**Supplied material:**
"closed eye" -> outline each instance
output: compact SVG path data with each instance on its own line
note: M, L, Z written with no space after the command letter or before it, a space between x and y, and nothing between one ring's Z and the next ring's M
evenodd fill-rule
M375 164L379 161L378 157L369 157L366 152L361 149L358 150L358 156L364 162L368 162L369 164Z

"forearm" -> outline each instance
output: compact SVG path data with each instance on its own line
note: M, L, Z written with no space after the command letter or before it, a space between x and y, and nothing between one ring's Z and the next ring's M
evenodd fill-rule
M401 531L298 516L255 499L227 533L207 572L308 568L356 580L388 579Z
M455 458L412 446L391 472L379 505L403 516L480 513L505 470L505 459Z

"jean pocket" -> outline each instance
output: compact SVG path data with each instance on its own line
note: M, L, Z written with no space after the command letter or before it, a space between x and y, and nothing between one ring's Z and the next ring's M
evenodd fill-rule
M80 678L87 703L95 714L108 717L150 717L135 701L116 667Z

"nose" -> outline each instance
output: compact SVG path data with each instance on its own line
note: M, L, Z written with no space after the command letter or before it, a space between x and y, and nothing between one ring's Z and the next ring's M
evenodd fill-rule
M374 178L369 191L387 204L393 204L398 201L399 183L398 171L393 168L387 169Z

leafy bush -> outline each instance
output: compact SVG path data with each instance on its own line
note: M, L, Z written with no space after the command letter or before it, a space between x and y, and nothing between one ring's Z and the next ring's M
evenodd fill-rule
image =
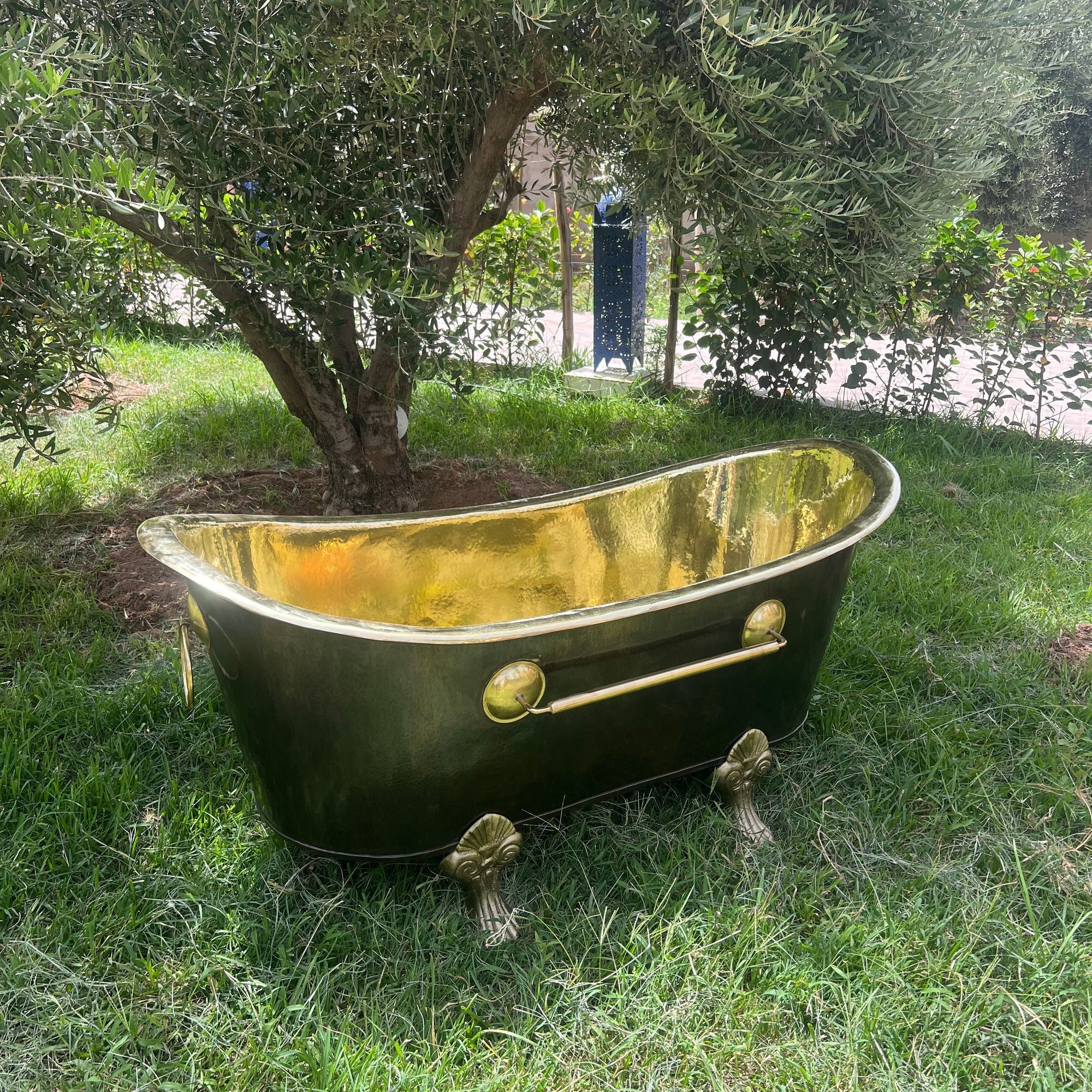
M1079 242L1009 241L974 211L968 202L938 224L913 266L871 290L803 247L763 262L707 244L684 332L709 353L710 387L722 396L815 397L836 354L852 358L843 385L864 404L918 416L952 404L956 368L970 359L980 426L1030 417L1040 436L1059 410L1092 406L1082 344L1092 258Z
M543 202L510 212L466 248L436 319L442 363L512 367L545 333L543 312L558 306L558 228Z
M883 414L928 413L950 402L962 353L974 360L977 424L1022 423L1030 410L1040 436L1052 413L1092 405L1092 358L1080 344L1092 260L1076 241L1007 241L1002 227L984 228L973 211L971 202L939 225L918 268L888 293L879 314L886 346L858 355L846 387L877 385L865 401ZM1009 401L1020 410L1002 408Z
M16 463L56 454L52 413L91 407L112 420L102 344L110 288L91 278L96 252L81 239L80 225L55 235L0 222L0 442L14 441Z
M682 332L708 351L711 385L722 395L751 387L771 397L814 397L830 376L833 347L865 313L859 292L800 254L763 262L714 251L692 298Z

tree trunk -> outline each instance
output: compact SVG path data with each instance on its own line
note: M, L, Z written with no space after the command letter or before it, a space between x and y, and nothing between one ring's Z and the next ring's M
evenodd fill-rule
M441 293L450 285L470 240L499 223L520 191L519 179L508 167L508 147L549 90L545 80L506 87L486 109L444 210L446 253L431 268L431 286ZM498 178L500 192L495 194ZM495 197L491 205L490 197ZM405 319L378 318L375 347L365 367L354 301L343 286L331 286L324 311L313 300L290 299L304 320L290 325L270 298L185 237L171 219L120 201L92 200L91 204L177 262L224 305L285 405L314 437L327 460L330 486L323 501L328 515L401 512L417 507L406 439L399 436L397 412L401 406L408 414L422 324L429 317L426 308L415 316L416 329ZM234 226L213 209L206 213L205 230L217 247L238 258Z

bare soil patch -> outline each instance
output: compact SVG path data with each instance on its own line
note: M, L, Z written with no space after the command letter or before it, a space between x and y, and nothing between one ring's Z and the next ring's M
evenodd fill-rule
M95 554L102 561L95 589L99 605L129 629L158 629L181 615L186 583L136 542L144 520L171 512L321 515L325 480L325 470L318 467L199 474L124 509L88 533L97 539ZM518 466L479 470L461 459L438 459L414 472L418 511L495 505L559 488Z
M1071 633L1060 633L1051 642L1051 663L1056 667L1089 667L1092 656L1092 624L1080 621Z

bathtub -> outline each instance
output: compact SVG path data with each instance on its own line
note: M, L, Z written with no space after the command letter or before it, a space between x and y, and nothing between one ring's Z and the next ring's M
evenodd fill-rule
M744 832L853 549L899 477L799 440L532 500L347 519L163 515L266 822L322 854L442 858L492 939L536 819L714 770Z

--

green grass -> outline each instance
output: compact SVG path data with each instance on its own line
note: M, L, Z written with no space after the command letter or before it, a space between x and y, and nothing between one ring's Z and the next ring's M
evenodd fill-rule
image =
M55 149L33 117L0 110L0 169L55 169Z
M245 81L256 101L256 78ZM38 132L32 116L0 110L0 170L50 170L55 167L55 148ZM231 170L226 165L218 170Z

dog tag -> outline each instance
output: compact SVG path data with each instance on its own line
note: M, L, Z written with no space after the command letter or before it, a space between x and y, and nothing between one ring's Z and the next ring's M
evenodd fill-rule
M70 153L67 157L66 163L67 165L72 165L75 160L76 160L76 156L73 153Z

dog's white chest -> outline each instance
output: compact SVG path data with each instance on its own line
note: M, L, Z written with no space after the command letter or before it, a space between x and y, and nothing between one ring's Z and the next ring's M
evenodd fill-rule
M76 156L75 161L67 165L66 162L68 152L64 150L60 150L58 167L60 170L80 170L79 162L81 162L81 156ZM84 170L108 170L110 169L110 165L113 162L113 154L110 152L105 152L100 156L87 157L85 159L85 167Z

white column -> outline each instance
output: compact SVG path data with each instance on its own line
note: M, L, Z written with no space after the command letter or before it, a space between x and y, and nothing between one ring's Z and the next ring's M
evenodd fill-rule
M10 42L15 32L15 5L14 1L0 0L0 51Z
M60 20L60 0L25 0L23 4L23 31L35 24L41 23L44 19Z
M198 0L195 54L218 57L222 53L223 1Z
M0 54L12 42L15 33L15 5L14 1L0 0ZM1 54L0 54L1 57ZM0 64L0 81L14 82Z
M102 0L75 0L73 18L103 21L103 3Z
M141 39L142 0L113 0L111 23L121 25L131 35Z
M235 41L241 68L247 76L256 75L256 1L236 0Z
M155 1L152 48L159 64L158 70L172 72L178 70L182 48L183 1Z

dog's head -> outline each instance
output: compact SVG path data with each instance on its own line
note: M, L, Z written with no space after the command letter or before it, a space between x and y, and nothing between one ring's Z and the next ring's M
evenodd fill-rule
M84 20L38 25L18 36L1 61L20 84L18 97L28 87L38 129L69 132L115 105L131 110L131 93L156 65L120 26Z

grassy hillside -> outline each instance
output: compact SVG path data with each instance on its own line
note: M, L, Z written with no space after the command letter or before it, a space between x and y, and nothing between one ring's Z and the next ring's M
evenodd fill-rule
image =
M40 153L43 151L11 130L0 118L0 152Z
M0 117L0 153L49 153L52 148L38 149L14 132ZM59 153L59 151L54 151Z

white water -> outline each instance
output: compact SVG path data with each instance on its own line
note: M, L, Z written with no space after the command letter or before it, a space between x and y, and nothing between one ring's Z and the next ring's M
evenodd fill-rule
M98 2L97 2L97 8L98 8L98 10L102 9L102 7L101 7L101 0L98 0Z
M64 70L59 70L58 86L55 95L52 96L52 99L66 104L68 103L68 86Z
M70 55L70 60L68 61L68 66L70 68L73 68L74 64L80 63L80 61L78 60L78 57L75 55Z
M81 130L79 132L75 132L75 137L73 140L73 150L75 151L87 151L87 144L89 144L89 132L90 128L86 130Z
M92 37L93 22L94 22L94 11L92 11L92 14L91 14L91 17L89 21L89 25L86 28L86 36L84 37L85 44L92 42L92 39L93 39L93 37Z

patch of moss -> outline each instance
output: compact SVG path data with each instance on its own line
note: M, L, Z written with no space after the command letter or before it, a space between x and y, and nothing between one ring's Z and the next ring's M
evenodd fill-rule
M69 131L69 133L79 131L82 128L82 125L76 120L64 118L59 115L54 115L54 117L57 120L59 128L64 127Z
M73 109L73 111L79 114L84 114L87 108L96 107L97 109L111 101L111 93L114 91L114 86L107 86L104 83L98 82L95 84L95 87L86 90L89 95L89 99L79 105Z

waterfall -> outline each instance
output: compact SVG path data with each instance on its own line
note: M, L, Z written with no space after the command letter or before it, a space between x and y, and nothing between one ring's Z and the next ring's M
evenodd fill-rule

--

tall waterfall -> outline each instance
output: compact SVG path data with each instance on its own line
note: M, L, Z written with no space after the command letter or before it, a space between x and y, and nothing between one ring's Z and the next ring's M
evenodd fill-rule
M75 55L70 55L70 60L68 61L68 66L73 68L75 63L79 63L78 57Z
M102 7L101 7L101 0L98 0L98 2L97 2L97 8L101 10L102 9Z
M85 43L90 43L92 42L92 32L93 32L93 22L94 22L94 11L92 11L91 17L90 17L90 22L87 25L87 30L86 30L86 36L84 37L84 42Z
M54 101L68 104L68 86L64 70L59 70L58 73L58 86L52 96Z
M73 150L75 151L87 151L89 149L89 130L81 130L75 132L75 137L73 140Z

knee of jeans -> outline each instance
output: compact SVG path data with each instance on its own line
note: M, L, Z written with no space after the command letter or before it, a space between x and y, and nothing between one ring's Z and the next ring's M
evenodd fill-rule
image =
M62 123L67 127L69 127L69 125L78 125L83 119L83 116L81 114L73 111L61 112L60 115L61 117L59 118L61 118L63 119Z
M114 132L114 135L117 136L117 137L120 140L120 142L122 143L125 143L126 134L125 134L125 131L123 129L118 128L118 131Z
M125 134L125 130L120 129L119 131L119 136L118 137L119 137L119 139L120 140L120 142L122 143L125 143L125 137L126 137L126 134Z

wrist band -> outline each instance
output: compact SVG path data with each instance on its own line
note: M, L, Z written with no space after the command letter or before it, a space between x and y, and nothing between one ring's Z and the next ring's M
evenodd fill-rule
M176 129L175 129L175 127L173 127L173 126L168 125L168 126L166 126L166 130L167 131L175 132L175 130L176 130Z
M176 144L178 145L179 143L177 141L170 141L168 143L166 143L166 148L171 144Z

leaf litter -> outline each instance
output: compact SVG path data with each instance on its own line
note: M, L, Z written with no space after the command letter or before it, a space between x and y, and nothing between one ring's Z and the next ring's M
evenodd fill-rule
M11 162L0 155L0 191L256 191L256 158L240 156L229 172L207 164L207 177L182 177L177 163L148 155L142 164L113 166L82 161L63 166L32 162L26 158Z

**Task:** Find each line in the rows above that contains the word "patch", and copy every such line.

**Worked solution:**
bare soil patch -> outline each instance
patch of moss -> outline each instance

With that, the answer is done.